* [Document segment]
The dataset was imbalanced for the thresholds of 12 and 24 months. So, adaptive synthetic (ADASYN)4 oversampling method, which generates synthetic data
from the real data based on k-nearest neighbors algorithm, was used for
handling these imbalanced datasets. Machine
learning models defined in Classification Learner app in MATLAB 2019a (The MathWorks Inc., Natick, MA) were employed to predict
survival of GBM patients based on clinical and VASARI features. The survival
prediction was performed for all the three survival thresholds. In all the
classifications, the data was divided into training and testing sets with 10-fold
cross validation. All the models were executed 100 times and the mean
performance metrics were reported.Results
Figure 1 shows post-contrast
T1-weighted (a), T2-weighted (b) and perfusion (c) MR images of a patient who
had a high grade lesion at the left mesial temporal lobe with hemorrhagic
component inside and surrounded by expansile edema. Table 1 shows the number of short
and long survived patients along with the number of synthetic data at 12, 19,
and 24 months thresholds. For 19 months threshold, there was no need to
synthesize data, since the numbers of short and long survived patients were
almost equal. For 12 and 24 months thresholds, 70 short survival and 34 long
survival synthetic data points were produced with ADASYN, respectively. Table 2
summarizes the classification results of the machine learning models giving the
highest accuracies for 3 different thresholds and both original and augmented
data. For the 12 months threshold, the classification results were improved by
oversampling and the best performance results were obtained with a fine
Gaussian support vector machine (SVM) model resulting in an accuracy of 99.78%, sensitivity of 100%, and specificity of 99.55%.

* [Given information]
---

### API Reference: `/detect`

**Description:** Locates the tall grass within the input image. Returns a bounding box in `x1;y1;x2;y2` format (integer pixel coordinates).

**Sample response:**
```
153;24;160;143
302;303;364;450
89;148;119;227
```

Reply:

* [Required action] Reproduce the whole text on GBM survival prediction word for word. The entries are not needed here.

* [Task response]
The dataset was imbalanced for the thresholds of 12 and 24 months. So, adaptive synthetic (ADASYN)4 oversampling method, which generates synthetic data
from the real data based on k-nearest neighbors algorithm, was used for
handling these imbalanced datasets. Machine
learning models defined in Classification Learner app in MATLAB 2019a (The MathWorks Inc., Natick, MA) were employed to predict
survival of GBM patients based on clinical and VASARI features. The survival
prediction was performed for all the three survival thresholds. In all the
classifications, the data was divided into training and testing sets with 10-fold
cross validation. All the models were executed 100 times and the mean
performance metrics were reported.Results
Figure 1 shows post-contrast
T1-weighted (a), T2-weighted (b) and perfusion (c) MR images of a patient who
had a high grade lesion at the left mesial temporal lobe with hemorrhagic
component inside and surrounded by expansile edema. Table 1 shows the number of short
and long survived patients along with the number of synthetic data at 12, 19,
and 24 months thresholds. For 19 months threshold, there was no need to
synthesize data, since the numbers of short and long survived patients were
almost equal. For 12 and 24 months thresholds, 70 short survival and 34 long
survival synthetic data points were produced with ADASYN, respectively. Table 2
summarizes the classification results of the machine learning models giving the
highest accuracies for 3 different thresholds and both original and augmented
data. For the 12 months threshold, the classification results were improved by
oversampling and the best performance results were obtained with a fine
Gaussian support vector machine (SVM) model resulting in an accuracy of 99.78%, sensitivity of 100%, and specificity of 99.55%.